День, когда я не работаю, я воспринимаю как потерянный.
В этом смысле снимать кино для меня — все равно, что любить.
Самые счастливые моменты моей жизни связаны со съемками. Хотя они занимают меня всего, поглощают все мое время, мысли, энергию, я тогда чувствую себя свободнее, чем в другие дни. Я и физически чувствую себя лучше — даже если совсем не сплю. То, что обычно доставляет мне удовольствие, доставляет его тогда много больше, потому что утончается восприятие. Еда становится вкуснее. Физическая близость острее.
Работая над фильмом, я живу полной жизнью. Это мой звездный час. На меня нисходит какая-то особая энергия, когда я могу играть все роли, участвовать во всем, что имеет отношение к фильму, и при этом не уставать. И как бы поздно ни закончились съемки, я не могу дождаться утра следующего дня.
Для кинорежиссера очень важно быть энергичным, исключительно энергичным. Я никогда не считал себя таким. Считал, что энергии-то мне и недостает, да и лени хватает. У меня никогда не было большой потребности в сне, да и спал я мало — только несколько часов ночью. Может, это оттого, что мой мозг постоянно работал.

Записи из коллекции:
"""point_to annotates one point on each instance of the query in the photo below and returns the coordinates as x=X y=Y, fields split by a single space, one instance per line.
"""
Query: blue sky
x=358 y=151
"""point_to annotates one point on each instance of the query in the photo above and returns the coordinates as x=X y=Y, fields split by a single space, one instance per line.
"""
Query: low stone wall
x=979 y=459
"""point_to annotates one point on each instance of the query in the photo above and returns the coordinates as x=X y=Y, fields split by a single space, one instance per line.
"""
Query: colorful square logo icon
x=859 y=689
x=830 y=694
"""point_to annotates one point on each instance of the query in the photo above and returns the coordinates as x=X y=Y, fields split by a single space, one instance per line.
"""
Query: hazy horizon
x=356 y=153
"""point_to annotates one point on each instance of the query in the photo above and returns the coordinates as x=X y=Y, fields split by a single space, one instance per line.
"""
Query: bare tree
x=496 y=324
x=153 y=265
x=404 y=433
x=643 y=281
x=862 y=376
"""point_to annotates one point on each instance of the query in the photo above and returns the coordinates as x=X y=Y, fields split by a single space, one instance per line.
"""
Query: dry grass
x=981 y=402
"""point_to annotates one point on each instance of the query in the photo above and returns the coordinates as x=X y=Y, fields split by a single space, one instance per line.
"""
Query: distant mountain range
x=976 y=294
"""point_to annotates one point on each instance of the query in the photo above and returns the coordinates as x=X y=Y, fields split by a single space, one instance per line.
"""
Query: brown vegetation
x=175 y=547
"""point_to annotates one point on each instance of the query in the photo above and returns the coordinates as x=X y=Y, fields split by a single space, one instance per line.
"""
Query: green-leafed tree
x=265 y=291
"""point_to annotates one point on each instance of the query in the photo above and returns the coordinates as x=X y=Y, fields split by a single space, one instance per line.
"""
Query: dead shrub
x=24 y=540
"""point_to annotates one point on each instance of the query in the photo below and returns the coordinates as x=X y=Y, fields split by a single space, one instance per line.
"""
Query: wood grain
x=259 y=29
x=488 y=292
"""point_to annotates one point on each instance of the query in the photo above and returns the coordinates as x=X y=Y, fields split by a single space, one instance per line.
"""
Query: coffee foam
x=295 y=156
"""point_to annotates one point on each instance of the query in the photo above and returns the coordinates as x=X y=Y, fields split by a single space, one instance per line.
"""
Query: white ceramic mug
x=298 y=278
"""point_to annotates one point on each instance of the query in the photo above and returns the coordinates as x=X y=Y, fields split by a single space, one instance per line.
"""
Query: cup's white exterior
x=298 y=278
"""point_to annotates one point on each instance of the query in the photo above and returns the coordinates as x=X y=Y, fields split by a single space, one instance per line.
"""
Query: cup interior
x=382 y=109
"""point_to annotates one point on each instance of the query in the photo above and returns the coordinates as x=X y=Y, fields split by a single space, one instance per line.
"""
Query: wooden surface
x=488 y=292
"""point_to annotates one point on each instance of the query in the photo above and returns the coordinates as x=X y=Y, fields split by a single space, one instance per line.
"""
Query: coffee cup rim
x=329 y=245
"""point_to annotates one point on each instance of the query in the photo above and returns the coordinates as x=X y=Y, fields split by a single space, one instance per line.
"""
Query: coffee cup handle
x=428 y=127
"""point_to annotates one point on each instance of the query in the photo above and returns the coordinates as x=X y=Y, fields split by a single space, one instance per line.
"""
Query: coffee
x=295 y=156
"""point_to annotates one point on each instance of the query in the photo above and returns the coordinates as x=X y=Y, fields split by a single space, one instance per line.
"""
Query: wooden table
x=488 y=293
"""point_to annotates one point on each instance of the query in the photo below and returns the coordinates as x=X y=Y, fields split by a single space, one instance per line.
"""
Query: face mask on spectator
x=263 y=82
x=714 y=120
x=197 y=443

Задания:
1) Переведите на английский язык предложение из отрывка о съемках кино: «Работая над фильмом, я живу полной жизнью».
2) Продолжите отрывок о съемках кино, начав сразу после его последнего предложения.

Ответы:
1) When I am working on a film, I live life to the fullest.

2)
В голове бродят мысли, не давая уснуть. Проспав несколько часов, я просыпаюсь и возвращаюсь к ним. Мой мозг всегда более активен по ночам. То ли это обусловлено ночной тишиной, когда ничто не отвлекает от дум, то ли внутренние часы отсчитывают во мне свое, отличное от других, время.
Во сне ко мне приходят лучшие мысли — возможно, оттого, что выражаются они скорее в образах, чем в словах. Проснувшись, я тороплюсь побыстрее зарисовать их, пока они не поблекли или не исчезли совсем. Потом они могут вернуться, но не всегда в первоначальном виде.
То, что я не нуждаюсь в продолжительном сне, становится преимуществом, когда я работаю над фильмом. Я могу встать как угодно рано — неважно, когда я лег. При этом я стараюсь не упустить из виду, что не все устроены подобным образом и остальным занятым в фильме людям нужно иметь для отдыха достаточно свободного времени.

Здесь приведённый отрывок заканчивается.